**Your task**
Could you set down exactly the lines of the data below, starting at the one that holds "# for every instance of the wall clock, drop" and ending at the one that holds "# for every instance of the gown", both included, and only those?

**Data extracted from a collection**
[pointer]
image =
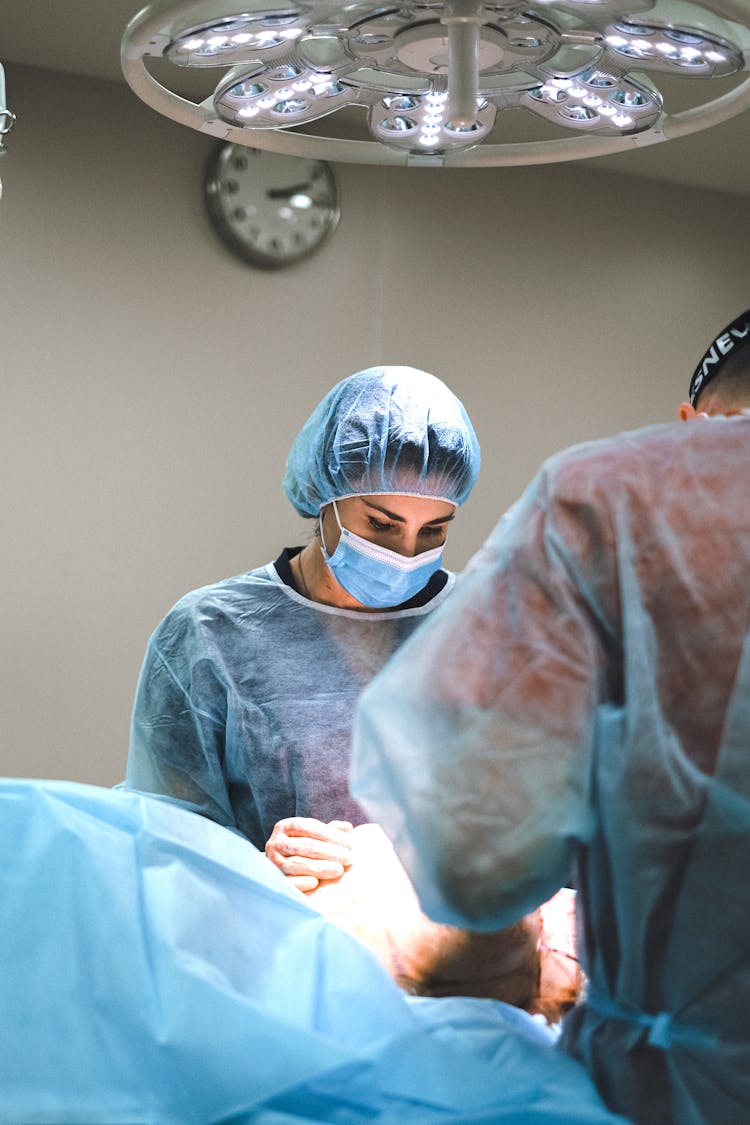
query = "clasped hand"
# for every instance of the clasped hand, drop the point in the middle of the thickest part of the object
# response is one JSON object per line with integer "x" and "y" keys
{"x": 310, "y": 852}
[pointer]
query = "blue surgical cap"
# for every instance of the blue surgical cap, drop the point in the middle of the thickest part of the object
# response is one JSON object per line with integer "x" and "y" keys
{"x": 387, "y": 430}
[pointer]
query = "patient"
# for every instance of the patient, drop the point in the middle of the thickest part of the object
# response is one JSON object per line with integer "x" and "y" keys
{"x": 531, "y": 964}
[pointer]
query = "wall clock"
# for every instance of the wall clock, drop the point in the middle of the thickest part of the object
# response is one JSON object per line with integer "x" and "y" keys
{"x": 271, "y": 209}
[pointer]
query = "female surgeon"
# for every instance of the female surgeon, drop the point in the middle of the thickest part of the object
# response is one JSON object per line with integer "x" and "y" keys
{"x": 246, "y": 696}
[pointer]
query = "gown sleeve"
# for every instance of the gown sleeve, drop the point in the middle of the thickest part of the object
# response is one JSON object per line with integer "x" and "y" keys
{"x": 178, "y": 734}
{"x": 472, "y": 747}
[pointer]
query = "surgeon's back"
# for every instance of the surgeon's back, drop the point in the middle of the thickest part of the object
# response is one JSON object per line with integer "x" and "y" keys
{"x": 584, "y": 703}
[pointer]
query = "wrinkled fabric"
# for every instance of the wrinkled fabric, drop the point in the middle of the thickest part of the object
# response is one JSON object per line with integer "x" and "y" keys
{"x": 386, "y": 430}
{"x": 246, "y": 696}
{"x": 584, "y": 699}
{"x": 157, "y": 970}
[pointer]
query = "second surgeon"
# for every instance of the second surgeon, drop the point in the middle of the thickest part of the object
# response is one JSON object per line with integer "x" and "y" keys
{"x": 246, "y": 696}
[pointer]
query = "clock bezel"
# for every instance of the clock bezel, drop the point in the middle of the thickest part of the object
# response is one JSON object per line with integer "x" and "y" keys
{"x": 233, "y": 237}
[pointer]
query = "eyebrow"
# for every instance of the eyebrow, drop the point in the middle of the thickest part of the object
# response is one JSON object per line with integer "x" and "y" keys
{"x": 399, "y": 519}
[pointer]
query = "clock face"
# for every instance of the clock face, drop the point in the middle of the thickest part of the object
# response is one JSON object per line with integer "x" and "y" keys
{"x": 271, "y": 209}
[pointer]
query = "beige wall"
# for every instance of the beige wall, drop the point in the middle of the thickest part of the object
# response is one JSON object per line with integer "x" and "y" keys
{"x": 152, "y": 384}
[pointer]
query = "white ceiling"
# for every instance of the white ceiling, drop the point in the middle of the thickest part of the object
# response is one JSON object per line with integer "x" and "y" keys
{"x": 83, "y": 38}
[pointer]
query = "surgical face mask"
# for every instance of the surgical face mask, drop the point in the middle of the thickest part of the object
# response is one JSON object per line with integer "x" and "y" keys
{"x": 377, "y": 576}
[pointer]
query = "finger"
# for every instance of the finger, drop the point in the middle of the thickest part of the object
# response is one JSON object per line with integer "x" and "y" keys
{"x": 318, "y": 869}
{"x": 315, "y": 849}
{"x": 306, "y": 826}
{"x": 305, "y": 883}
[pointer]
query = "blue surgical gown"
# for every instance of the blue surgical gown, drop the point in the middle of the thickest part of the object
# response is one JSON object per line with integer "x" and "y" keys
{"x": 246, "y": 698}
{"x": 584, "y": 699}
{"x": 157, "y": 970}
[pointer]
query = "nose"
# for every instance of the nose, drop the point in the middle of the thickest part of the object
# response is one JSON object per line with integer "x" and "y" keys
{"x": 408, "y": 546}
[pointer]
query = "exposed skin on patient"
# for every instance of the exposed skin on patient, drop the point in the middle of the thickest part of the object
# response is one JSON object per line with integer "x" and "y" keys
{"x": 522, "y": 965}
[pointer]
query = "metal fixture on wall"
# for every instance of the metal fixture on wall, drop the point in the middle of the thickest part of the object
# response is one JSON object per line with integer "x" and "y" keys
{"x": 435, "y": 79}
{"x": 7, "y": 119}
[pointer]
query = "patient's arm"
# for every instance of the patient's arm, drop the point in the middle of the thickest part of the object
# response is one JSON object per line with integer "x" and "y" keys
{"x": 376, "y": 902}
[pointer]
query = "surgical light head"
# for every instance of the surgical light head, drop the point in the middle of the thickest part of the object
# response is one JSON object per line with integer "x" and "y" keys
{"x": 7, "y": 119}
{"x": 383, "y": 431}
{"x": 433, "y": 81}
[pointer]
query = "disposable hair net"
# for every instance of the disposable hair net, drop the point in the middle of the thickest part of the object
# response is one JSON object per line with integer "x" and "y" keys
{"x": 386, "y": 430}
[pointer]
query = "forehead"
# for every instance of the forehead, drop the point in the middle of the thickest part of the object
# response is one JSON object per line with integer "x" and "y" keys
{"x": 409, "y": 509}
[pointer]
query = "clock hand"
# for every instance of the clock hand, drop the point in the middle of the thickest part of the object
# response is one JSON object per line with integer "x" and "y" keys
{"x": 287, "y": 192}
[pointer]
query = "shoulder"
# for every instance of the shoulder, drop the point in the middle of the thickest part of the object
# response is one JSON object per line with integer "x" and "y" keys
{"x": 208, "y": 608}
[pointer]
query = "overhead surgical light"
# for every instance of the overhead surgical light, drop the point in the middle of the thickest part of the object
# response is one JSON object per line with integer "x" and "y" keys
{"x": 434, "y": 79}
{"x": 7, "y": 119}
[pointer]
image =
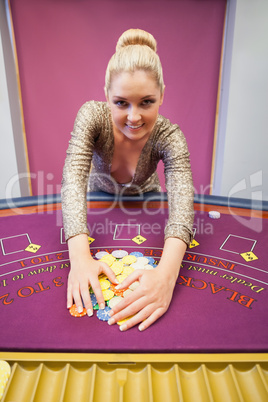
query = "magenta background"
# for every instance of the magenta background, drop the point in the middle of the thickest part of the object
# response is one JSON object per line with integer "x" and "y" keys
{"x": 196, "y": 321}
{"x": 63, "y": 49}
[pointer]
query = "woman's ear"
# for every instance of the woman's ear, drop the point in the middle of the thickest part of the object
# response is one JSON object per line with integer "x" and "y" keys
{"x": 106, "y": 94}
{"x": 162, "y": 95}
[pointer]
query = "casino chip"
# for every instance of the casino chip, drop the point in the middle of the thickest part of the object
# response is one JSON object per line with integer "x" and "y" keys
{"x": 214, "y": 214}
{"x": 100, "y": 254}
{"x": 5, "y": 371}
{"x": 117, "y": 267}
{"x": 134, "y": 285}
{"x": 137, "y": 265}
{"x": 104, "y": 284}
{"x": 136, "y": 254}
{"x": 119, "y": 253}
{"x": 93, "y": 299}
{"x": 114, "y": 301}
{"x": 74, "y": 312}
{"x": 104, "y": 315}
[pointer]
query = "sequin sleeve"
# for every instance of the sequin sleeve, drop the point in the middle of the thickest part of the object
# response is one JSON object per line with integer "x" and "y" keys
{"x": 179, "y": 185}
{"x": 76, "y": 170}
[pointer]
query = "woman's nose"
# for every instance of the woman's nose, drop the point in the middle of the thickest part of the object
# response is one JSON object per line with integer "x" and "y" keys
{"x": 133, "y": 114}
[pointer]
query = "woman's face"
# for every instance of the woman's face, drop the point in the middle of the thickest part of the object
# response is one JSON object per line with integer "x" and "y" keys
{"x": 134, "y": 99}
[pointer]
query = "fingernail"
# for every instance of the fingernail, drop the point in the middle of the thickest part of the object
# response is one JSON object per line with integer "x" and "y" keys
{"x": 111, "y": 321}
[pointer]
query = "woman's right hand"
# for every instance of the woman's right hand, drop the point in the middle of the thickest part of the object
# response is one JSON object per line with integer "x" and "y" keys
{"x": 84, "y": 273}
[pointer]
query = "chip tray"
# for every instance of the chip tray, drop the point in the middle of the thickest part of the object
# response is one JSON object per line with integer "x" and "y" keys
{"x": 136, "y": 377}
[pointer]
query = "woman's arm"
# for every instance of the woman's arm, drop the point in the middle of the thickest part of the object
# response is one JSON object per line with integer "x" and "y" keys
{"x": 83, "y": 274}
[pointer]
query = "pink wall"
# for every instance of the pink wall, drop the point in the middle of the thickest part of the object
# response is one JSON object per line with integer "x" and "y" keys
{"x": 63, "y": 49}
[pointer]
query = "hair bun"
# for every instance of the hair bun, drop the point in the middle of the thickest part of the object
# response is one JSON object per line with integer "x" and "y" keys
{"x": 136, "y": 37}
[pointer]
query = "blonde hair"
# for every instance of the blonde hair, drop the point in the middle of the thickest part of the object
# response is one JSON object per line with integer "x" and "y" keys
{"x": 135, "y": 50}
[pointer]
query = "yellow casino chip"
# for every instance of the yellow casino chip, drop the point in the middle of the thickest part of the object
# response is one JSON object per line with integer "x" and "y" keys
{"x": 117, "y": 267}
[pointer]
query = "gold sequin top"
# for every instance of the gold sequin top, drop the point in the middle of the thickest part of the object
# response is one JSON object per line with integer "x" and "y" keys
{"x": 89, "y": 159}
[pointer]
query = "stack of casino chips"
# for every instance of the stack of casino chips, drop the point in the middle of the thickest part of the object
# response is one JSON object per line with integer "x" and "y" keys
{"x": 5, "y": 371}
{"x": 122, "y": 264}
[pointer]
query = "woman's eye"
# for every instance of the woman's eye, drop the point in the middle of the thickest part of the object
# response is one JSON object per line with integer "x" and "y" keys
{"x": 147, "y": 102}
{"x": 121, "y": 103}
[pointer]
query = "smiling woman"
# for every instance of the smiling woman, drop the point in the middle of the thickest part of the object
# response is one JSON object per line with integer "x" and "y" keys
{"x": 117, "y": 145}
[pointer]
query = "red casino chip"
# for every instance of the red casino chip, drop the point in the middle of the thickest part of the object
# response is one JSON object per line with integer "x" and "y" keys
{"x": 74, "y": 312}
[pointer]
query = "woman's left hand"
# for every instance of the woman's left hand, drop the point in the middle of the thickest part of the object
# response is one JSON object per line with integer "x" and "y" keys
{"x": 148, "y": 302}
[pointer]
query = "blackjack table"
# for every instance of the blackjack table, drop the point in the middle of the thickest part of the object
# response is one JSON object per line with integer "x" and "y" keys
{"x": 211, "y": 344}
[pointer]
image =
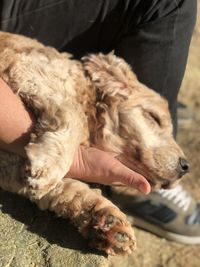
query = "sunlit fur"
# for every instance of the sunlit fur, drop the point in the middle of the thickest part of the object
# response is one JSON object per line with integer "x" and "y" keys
{"x": 98, "y": 102}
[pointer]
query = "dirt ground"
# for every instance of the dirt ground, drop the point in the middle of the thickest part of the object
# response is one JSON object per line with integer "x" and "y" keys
{"x": 154, "y": 251}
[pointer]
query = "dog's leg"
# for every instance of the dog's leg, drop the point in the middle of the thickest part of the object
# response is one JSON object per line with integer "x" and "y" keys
{"x": 96, "y": 217}
{"x": 51, "y": 152}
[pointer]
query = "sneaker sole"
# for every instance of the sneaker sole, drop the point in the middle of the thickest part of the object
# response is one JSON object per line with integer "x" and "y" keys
{"x": 189, "y": 240}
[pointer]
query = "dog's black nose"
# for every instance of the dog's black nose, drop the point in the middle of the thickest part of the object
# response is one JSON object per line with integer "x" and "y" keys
{"x": 185, "y": 166}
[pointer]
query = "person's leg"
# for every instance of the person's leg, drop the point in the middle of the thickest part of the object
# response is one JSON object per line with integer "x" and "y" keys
{"x": 77, "y": 26}
{"x": 156, "y": 44}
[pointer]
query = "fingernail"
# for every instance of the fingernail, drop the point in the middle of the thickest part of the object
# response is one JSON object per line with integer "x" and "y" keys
{"x": 142, "y": 188}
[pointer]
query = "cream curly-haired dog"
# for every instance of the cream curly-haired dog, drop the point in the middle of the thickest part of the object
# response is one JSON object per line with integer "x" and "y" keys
{"x": 94, "y": 102}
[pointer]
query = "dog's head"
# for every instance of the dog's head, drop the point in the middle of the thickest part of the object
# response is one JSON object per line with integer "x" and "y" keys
{"x": 134, "y": 122}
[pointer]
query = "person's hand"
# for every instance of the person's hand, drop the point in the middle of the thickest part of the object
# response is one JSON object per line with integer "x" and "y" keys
{"x": 96, "y": 166}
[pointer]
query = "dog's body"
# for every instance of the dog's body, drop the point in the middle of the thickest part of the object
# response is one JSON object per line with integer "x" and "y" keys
{"x": 97, "y": 102}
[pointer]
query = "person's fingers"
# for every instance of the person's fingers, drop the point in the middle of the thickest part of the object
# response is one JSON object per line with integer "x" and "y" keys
{"x": 130, "y": 178}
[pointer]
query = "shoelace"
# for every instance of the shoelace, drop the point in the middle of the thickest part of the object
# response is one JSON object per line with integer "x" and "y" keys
{"x": 178, "y": 195}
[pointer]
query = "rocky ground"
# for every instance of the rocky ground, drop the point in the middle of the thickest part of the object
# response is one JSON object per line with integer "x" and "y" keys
{"x": 29, "y": 237}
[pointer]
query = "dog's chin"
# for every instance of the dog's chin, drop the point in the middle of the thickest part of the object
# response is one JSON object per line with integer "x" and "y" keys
{"x": 165, "y": 184}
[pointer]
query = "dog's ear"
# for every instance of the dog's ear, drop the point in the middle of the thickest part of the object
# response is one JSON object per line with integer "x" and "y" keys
{"x": 111, "y": 75}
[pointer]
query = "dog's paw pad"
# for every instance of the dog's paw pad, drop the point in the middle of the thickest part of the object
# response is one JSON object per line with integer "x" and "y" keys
{"x": 111, "y": 232}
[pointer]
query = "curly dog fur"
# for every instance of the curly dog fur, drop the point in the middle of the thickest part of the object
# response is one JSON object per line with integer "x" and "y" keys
{"x": 97, "y": 102}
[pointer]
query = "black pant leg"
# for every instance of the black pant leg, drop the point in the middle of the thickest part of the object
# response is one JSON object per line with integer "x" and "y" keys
{"x": 157, "y": 48}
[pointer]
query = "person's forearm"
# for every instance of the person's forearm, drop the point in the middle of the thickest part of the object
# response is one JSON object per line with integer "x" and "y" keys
{"x": 16, "y": 121}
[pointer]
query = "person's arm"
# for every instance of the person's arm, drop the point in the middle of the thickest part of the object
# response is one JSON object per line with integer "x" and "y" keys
{"x": 16, "y": 123}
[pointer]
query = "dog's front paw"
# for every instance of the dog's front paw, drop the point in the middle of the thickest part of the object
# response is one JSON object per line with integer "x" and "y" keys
{"x": 110, "y": 231}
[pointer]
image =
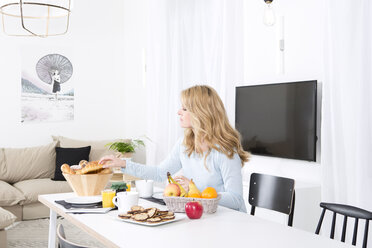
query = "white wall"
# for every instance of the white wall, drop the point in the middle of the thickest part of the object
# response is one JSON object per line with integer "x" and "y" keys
{"x": 101, "y": 56}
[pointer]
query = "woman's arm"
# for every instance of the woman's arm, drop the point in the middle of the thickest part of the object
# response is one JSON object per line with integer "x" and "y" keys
{"x": 233, "y": 183}
{"x": 157, "y": 173}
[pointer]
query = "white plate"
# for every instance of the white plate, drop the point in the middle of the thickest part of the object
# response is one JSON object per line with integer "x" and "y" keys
{"x": 84, "y": 199}
{"x": 158, "y": 195}
{"x": 177, "y": 218}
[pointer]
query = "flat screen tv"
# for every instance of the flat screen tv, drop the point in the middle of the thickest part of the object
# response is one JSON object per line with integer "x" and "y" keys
{"x": 278, "y": 120}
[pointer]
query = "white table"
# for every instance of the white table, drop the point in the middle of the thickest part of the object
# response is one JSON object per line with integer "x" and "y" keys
{"x": 225, "y": 228}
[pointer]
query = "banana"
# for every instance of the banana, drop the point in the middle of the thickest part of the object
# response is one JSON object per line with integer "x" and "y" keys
{"x": 171, "y": 180}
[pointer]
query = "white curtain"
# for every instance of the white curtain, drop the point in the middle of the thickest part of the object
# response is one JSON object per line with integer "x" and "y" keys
{"x": 347, "y": 104}
{"x": 190, "y": 42}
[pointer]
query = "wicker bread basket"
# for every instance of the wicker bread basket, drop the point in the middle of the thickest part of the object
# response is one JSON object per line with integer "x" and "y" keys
{"x": 177, "y": 204}
{"x": 89, "y": 184}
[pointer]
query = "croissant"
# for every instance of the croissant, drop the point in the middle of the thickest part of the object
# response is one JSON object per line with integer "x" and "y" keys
{"x": 65, "y": 168}
{"x": 105, "y": 171}
{"x": 92, "y": 167}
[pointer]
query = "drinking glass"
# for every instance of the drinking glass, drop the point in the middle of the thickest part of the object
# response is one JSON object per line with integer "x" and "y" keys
{"x": 107, "y": 196}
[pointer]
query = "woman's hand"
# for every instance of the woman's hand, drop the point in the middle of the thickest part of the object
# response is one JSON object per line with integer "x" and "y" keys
{"x": 112, "y": 161}
{"x": 183, "y": 181}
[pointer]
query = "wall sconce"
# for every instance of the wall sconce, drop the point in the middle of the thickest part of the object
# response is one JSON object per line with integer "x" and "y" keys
{"x": 269, "y": 15}
{"x": 41, "y": 18}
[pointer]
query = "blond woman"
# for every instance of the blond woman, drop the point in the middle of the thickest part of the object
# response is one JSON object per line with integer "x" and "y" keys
{"x": 210, "y": 151}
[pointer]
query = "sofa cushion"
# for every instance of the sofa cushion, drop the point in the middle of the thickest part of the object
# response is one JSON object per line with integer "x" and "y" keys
{"x": 6, "y": 218}
{"x": 9, "y": 195}
{"x": 98, "y": 148}
{"x": 17, "y": 164}
{"x": 31, "y": 189}
{"x": 70, "y": 156}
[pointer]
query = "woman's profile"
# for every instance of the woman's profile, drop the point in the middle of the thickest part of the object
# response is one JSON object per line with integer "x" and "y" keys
{"x": 210, "y": 151}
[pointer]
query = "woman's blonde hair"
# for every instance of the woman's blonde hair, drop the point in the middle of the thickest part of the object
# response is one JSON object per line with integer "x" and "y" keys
{"x": 209, "y": 123}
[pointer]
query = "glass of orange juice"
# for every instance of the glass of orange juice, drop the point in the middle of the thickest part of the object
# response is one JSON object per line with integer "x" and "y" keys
{"x": 128, "y": 185}
{"x": 107, "y": 196}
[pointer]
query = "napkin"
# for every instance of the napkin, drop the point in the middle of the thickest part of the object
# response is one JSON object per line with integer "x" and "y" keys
{"x": 67, "y": 205}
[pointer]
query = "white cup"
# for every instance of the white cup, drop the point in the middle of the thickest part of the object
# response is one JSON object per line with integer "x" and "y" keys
{"x": 125, "y": 200}
{"x": 145, "y": 188}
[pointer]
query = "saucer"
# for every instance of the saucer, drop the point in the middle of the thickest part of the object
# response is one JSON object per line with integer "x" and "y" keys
{"x": 158, "y": 195}
{"x": 84, "y": 200}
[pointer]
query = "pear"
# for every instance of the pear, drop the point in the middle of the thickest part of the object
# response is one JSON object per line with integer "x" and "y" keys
{"x": 193, "y": 190}
{"x": 171, "y": 180}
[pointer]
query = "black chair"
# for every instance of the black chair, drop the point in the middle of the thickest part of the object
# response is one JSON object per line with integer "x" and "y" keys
{"x": 272, "y": 192}
{"x": 346, "y": 211}
{"x": 63, "y": 242}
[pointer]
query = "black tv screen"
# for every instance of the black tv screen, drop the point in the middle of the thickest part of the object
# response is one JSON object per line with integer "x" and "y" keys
{"x": 278, "y": 120}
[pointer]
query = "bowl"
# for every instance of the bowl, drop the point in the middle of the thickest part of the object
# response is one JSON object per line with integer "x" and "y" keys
{"x": 177, "y": 204}
{"x": 88, "y": 185}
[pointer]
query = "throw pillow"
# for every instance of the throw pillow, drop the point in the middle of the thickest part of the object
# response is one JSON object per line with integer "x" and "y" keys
{"x": 6, "y": 218}
{"x": 18, "y": 164}
{"x": 9, "y": 195}
{"x": 99, "y": 148}
{"x": 70, "y": 156}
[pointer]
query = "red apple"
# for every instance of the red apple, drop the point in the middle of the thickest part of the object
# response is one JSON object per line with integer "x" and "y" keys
{"x": 194, "y": 209}
{"x": 172, "y": 189}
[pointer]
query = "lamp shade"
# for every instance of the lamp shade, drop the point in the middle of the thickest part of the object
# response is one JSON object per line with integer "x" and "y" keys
{"x": 40, "y": 18}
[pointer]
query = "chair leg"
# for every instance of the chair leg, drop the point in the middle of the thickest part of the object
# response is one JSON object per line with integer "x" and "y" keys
{"x": 290, "y": 217}
{"x": 355, "y": 231}
{"x": 333, "y": 226}
{"x": 253, "y": 208}
{"x": 343, "y": 235}
{"x": 320, "y": 221}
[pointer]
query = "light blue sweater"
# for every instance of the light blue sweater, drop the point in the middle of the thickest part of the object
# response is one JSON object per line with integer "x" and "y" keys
{"x": 223, "y": 174}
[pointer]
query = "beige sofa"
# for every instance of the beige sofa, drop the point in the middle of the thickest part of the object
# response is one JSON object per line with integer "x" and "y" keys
{"x": 25, "y": 173}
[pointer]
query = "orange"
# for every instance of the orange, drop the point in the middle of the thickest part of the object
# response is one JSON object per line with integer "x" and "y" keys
{"x": 194, "y": 195}
{"x": 209, "y": 192}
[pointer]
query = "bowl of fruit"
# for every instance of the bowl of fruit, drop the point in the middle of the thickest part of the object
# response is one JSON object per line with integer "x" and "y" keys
{"x": 176, "y": 197}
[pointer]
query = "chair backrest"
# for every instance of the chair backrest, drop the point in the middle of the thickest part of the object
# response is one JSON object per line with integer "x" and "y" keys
{"x": 63, "y": 242}
{"x": 272, "y": 192}
{"x": 346, "y": 211}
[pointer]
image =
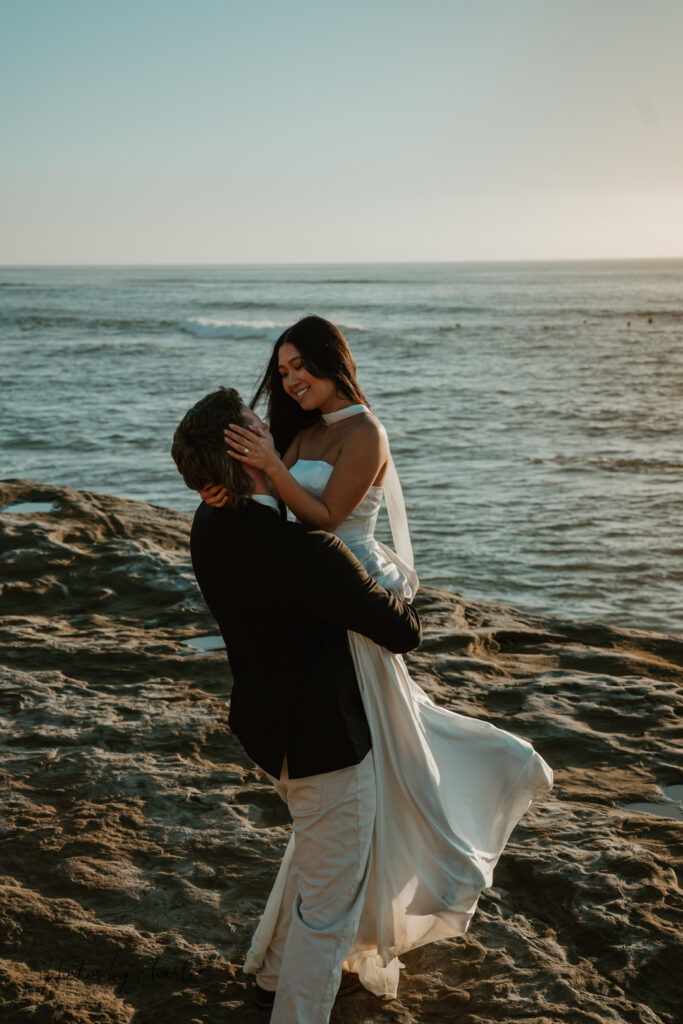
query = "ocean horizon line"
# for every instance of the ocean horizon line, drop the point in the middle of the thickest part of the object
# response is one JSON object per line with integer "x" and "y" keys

**Answer for this exercise**
# for every instance of the wall clock, drop the point in the middle of the thickest part of the object
# response is one JSON object per line with integer "x" and "y" keys
{"x": 271, "y": 209}
[pointer]
query = "female surgeon"
# for every instance of the female surgeon, drop the point in the middle of the thickest part of the object
# response is one JSON object per line with integer "x" and "y" keys
{"x": 246, "y": 696}
[pointer]
query = "gown sleeve"
# for every instance of the gown sleeve, drop the point in the middle of the thickest part of the object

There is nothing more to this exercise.